__Required action__
Everything in the data gets repeated exactly, except for the pictures.

__Records provided__

Content starts

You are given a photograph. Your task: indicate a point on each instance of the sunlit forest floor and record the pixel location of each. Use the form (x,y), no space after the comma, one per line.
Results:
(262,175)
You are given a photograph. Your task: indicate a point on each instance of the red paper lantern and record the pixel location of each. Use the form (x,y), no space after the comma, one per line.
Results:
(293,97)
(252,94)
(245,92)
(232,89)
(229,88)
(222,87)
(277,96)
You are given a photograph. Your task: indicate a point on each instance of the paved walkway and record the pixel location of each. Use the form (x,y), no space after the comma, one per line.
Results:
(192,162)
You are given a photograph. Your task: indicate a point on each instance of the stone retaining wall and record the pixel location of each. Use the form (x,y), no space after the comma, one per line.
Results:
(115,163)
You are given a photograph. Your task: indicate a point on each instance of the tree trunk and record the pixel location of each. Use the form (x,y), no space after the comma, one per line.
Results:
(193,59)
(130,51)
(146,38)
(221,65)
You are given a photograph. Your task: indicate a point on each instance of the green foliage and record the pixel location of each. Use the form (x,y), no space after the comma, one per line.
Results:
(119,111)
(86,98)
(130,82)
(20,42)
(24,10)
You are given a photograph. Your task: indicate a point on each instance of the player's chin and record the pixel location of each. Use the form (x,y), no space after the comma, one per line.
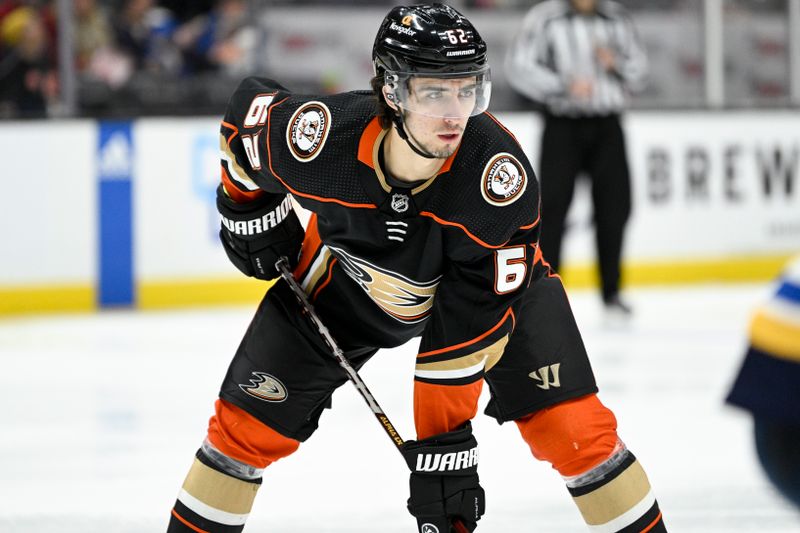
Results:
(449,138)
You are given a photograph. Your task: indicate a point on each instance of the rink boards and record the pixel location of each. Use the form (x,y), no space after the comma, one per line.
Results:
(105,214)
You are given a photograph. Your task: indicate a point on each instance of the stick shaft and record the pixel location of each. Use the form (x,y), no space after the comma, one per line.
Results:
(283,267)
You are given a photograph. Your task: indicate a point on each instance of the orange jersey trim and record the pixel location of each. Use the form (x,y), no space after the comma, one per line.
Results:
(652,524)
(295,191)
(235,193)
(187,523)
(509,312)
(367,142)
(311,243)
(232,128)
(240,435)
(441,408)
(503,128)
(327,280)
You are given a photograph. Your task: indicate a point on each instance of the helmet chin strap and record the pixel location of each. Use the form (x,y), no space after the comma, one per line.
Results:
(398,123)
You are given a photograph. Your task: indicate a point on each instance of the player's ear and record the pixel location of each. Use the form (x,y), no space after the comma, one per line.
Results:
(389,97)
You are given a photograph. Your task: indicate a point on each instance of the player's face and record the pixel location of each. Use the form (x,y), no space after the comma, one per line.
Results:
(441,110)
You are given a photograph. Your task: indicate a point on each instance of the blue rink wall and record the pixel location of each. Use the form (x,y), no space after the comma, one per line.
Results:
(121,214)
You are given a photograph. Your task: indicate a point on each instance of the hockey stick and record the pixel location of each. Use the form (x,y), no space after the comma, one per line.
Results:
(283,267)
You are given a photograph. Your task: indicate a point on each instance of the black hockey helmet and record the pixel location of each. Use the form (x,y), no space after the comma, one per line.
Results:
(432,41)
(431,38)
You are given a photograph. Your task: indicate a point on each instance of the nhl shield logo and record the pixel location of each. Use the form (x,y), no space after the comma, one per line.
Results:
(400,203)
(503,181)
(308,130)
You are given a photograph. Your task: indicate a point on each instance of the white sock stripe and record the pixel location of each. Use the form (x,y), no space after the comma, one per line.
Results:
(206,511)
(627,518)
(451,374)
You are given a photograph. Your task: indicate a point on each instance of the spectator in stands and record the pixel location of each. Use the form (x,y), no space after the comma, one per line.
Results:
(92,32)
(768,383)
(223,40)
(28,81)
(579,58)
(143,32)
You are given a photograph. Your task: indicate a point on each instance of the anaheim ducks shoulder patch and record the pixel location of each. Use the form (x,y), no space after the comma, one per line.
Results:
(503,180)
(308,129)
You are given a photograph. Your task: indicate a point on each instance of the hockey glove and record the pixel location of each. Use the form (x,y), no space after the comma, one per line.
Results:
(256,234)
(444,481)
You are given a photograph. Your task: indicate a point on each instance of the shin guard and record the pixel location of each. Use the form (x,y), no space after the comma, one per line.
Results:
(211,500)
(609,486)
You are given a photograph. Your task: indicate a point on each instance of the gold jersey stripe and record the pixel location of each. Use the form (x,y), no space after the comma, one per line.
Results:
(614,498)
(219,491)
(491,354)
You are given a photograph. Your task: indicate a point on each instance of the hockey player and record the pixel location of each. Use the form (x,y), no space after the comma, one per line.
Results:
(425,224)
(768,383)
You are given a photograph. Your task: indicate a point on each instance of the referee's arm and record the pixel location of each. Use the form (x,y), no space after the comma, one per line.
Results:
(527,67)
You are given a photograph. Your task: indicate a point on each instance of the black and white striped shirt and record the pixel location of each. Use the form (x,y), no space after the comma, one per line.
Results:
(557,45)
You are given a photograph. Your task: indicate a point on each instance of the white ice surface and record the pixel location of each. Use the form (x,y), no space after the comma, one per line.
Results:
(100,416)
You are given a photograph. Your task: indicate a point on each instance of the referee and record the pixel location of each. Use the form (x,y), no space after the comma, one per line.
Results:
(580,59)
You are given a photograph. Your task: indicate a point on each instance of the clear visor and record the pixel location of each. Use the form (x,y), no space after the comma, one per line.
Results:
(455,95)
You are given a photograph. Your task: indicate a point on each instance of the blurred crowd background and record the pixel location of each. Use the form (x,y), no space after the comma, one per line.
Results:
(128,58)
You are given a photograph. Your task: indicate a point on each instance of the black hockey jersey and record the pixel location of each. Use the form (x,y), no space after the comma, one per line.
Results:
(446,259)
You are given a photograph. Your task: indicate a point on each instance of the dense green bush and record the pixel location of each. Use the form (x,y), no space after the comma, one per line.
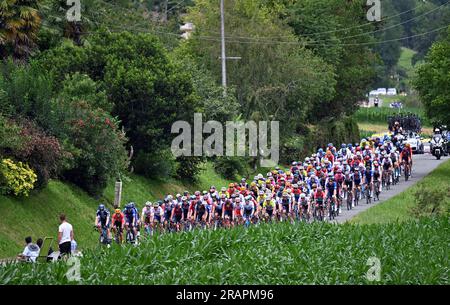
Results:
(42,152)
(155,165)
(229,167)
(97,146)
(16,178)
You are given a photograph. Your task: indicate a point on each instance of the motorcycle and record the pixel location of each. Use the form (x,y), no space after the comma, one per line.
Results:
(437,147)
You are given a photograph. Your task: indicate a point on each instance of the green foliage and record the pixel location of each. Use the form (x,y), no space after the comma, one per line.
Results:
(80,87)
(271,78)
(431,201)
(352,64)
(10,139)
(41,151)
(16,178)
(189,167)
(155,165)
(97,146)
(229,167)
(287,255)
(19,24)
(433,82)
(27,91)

Content ends

__Exercise result__
You are given a photograph. Your task: indicate a point on each instance of the sunlit forest floor and record the pixel location of each. Use the form (x,y), no space after the comma, one per line.
Results:
(262,175)
You are given a photograph. Your task: indicate a point on each instance of the red paper lantern and record the pixel location of each. Use the form (x,y), no space after the comma, one per line.
Results:
(293,97)
(252,94)
(245,92)
(232,89)
(229,88)
(222,87)
(277,96)
You are given a photograph. Your task: indicate a point on each instance of the paved walkway and record the pixel location of each. Use the form (x,y), no space after the comma, one per line.
Results:
(192,162)
You are given a photograph. Your task: indicate a point on each instance of the stone retaining wall and record the pixel location of each. Use the form (x,y), no space after the comma, one per line.
Results:
(115,163)
You are given a photograph. Your task: indicate a point on each instance of the tree trunk and record the pixel location of each. Use the form (x,y), no space after the comma, one per line.
Results:
(193,59)
(130,51)
(146,38)
(221,65)
You are given a photograph. Your task: indicate a point on each instance of the green foliage and record the pixel location of each. Use the form (x,y), no space after the comma, one per line.
Results:
(119,111)
(86,98)
(130,82)
(20,42)
(24,10)
You are given a photograph. Your task: indicate a point on each instance of the player's chin and record the pixel location of each. Use the form (x,y), no space after the comma, one per line.
Results:
(449,138)
You are given a photograph. Your task: indicate a point on each instance of the rink boards and record the pixel location of each. Use the form (x,y), no space after the comma, one per line.
Results:
(105,214)
You are given a photograph. Your task: indicate a point on each instance of the stick shaft and record the pixel location of each. Use the form (x,y), no space after the comma, one per line.
Results:
(283,267)
You are given a photograph. Your task: indicate a point on each instance of the orange jersey trim and record the pixel location of each. Use the form (x,y), no space after the comma, one per line.
Results:
(652,524)
(295,191)
(235,193)
(187,523)
(509,312)
(367,142)
(311,243)
(232,128)
(240,435)
(441,408)
(503,128)
(327,280)
You are given a photograph. Your task: indicate a point on each instance of the helmet chin strap and record the pixel location of each. Use the form (x,y), no space after the comma, one per line.
Results:
(398,123)
You are given a photograph. Your task: indicate a point on each instance of the player's ear and record the pixel location of each. Use the form (x,y), no space after the comma, one per line.
Results:
(389,97)
You are given a photograph. Your task: indicate a point on each instance of the player's face and record the pixel location of each. Use the form (x,y), no space after the comma, one per line.
Results:
(441,110)
You are given a photograph. Your task: indicate a point on each instance of the blue rink wall and record the pixel location of each. Use the form (x,y), no space after the comma, one per line.
Results:
(121,214)
You are given a photograph. Your task: indicate a point on each instance of the hockey stick and record the pixel location of each. Use the form (x,y), no space after the comma, one per line.
Results:
(283,267)
You are given a photograph. Your task: indicate a point on each instance of the black hockey helmet and record the pixel location of each. Use the form (x,y), no space after the comma, one per line.
Results:
(432,41)
(431,38)
You are given a photograph. Your task: indicate a point on each instance of the nhl shield logo and record the pixel location of each. Use the form (x,y), no space after the comma, one per line.
Results:
(400,203)
(503,181)
(308,130)
You are given a photograph. Your task: indicate a point on each instance of the white sock stripe and record the pixel location of each. Use the form (x,y), no space after the comma, one per line.
Results:
(206,511)
(627,518)
(451,374)
You are given a photograph. Your task: indicate a point on each instance of the spectator in stands and record the pixel location of each. Use the form (x,y), no space after the comma, one per line.
Results:
(92,32)
(768,383)
(223,40)
(28,81)
(579,58)
(143,32)
You are given a photograph. Your task: indicate a point on each instance of the anaheim ducks shoulder patch and record the pixel location of each. Use the form (x,y), no space after the comma, one per line.
Results:
(503,180)
(308,129)
You are given a photograph. Your task: indicate a point on each instance of the hockey glove and record the pixel location of each. Use the form (x,y), no space after the comma, one per line.
Results:
(256,234)
(444,481)
You are given a photograph. Your task: indicate a point on each instance of the shin guard and record the pixel location of each. Use the form (x,y), no space after the comma, one per line.
Results:
(211,500)
(609,486)
You are given a photograph. Your task: indicate a point on each instance of the gold jersey stripe and record the pixel location of each. Use the form (x,y), no space after the comma, one per line.
Results:
(614,498)
(219,491)
(491,354)
You are given a photograph. Your task: indicate a point on each instance of the hockey player and record the pixel location of each. Use the form (x,y), no space after the comma, one per line.
Results:
(425,224)
(768,383)
You are given a photograph. Your task: indicate a point on each instance of the referee's arm and record the pixel location of each. Use the form (x,y), no space after the comma, one per line.
Results:
(527,67)
You are given a photograph. Your task: indicate a point on each instance of the black and white striped shirt and record the pixel location of each. Use the form (x,y), no space after the comma, one per line.
Results:
(557,45)
You are given a photograph. Your task: indicate a point on each instance of the white ice surface and record the pixel location of each. Use the form (x,y), no space after the comma, one per line.
Results:
(100,416)
You are given a photograph. Your task: indicate a point on each instance of the referee and record the pixel location of each. Use the form (x,y), no space after the comma, one per line.
Results:
(580,59)
You are given a photograph. Your task: indicate a point on each instance of the clear visor and record the pixel location of each. Use the form (x,y), no space after the comma, one per line.
Results:
(455,95)
You are given a photograph. Your task: indicate a point on each instance of the blurred crowd background and record the pixel location of each. Use the form (x,y), no space after the comma, one per line.
Results:
(128,58)
You are given a photograph. Your task: indicate a point on each instance of the black hockey jersey and record the pixel location of each. Use the form (x,y), no space after the comma, one per line.
Results:
(446,259)
You are given a photograph. Your task: indicate a point on each instance of the dense green bush and record the pixel location of each. Use the form (x,y), no space after the comma, one per line.
Results:
(42,152)
(155,165)
(229,167)
(97,146)
(16,178)
You are given a photograph. Your task: indicate a point on each instance of the motorcycle and record the pixel location of each. Use the form (x,y), no space after the comma, one per line.
Results:
(437,147)
You are given a photograph. Your task: indicate a point on each instance of the green foliage and record the pixel location of each. Use the form (x,y), no space after the comma, one per line.
Results:
(80,87)
(271,78)
(431,201)
(352,64)
(10,139)
(41,151)
(16,178)
(189,167)
(155,165)
(97,146)
(229,167)
(287,255)
(19,24)
(433,82)
(27,91)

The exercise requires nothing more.